## Material supplied
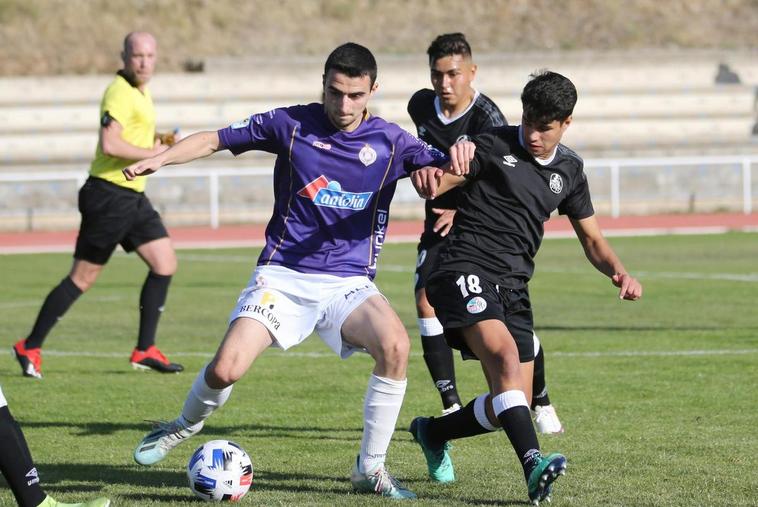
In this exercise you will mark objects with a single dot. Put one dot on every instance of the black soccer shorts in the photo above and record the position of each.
(463, 299)
(111, 216)
(429, 249)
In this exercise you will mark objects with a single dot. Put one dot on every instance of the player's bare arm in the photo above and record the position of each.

## Goal
Rewrite every line of the records above, requests included, and add 67 to each coordinate in the answers. Leave the pictures out of your answer.

## Written response
In this exercise you will mark objects with a single dot. Put one dot on every instance of the black soccer shorts in the photo above and record the position of each.
(530, 366)
(178, 283)
(496, 316)
In this exercise you will mark objects with a single dot. Put one dot on every instance of the player's bare arm in the photo above and record the position of each.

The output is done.